Work task: Search the records for the word "backpack" and copy each line in which it appears.

The input:

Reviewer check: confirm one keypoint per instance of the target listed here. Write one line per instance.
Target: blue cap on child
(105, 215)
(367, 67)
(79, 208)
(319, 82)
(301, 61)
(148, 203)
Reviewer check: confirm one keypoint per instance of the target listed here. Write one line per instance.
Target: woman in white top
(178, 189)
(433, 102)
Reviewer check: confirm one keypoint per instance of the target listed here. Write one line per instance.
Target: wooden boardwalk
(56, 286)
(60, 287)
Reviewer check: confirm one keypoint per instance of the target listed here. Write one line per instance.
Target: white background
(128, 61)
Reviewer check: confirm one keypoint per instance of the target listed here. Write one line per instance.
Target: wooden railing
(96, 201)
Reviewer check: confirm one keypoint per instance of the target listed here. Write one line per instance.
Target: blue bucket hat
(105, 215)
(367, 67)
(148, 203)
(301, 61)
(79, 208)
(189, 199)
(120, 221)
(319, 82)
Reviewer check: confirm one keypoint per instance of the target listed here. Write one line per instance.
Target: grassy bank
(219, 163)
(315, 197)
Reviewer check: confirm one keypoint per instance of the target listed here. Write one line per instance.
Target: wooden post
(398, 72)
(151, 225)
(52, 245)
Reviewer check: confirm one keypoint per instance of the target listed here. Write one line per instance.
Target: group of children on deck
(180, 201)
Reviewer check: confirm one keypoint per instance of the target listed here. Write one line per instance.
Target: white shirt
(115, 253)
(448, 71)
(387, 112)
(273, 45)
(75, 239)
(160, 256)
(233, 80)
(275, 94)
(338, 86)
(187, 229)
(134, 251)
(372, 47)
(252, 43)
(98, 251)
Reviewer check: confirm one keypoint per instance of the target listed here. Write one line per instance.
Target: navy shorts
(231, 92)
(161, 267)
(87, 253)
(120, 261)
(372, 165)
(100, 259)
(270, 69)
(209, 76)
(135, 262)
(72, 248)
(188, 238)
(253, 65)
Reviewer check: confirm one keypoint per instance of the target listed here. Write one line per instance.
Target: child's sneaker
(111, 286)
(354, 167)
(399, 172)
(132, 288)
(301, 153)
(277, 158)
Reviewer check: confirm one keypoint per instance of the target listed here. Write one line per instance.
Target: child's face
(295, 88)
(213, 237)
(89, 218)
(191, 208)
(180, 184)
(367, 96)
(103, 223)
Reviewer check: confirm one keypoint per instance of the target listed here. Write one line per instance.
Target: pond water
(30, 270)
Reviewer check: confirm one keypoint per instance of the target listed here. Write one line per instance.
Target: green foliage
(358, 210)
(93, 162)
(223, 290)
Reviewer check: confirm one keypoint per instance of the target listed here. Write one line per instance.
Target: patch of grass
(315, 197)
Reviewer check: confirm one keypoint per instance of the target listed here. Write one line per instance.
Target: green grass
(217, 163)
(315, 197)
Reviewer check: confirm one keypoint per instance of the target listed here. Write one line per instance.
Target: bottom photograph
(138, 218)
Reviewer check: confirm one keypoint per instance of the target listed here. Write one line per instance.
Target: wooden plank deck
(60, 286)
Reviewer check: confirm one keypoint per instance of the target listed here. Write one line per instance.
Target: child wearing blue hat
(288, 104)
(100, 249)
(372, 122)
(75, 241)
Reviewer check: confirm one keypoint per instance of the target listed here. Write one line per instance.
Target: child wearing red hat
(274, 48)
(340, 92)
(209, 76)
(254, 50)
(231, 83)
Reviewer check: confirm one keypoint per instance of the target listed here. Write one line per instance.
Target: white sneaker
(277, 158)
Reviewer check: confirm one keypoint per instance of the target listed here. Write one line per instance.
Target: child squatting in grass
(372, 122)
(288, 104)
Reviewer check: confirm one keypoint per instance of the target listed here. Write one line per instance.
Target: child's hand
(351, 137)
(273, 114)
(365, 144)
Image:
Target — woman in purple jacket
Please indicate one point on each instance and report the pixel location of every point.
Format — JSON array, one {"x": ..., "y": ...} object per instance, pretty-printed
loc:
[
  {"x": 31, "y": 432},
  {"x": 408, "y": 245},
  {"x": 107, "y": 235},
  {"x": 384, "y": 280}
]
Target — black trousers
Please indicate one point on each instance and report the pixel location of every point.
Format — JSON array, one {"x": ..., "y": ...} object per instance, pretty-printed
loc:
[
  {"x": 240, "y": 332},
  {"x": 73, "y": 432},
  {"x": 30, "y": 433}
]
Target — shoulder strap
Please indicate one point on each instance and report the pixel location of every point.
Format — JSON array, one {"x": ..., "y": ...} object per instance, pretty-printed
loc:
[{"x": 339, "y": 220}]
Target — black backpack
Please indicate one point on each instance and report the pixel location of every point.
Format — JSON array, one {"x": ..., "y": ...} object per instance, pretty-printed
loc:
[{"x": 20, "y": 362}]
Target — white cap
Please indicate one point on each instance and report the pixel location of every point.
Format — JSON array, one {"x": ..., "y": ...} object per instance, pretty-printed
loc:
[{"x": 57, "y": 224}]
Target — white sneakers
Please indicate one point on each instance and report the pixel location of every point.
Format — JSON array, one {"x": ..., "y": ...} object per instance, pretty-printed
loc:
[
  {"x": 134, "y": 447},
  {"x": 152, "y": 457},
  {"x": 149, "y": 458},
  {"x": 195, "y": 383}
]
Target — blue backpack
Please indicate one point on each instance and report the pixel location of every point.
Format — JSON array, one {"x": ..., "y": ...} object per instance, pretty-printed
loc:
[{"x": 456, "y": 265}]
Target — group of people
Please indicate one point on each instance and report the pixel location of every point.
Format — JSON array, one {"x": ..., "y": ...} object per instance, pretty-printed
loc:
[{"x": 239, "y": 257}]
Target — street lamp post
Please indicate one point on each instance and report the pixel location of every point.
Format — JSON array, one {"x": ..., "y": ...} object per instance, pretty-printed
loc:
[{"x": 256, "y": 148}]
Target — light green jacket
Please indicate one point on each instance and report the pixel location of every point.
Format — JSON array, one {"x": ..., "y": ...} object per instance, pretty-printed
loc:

Result below:
Target — black backpack
Target — blue backpack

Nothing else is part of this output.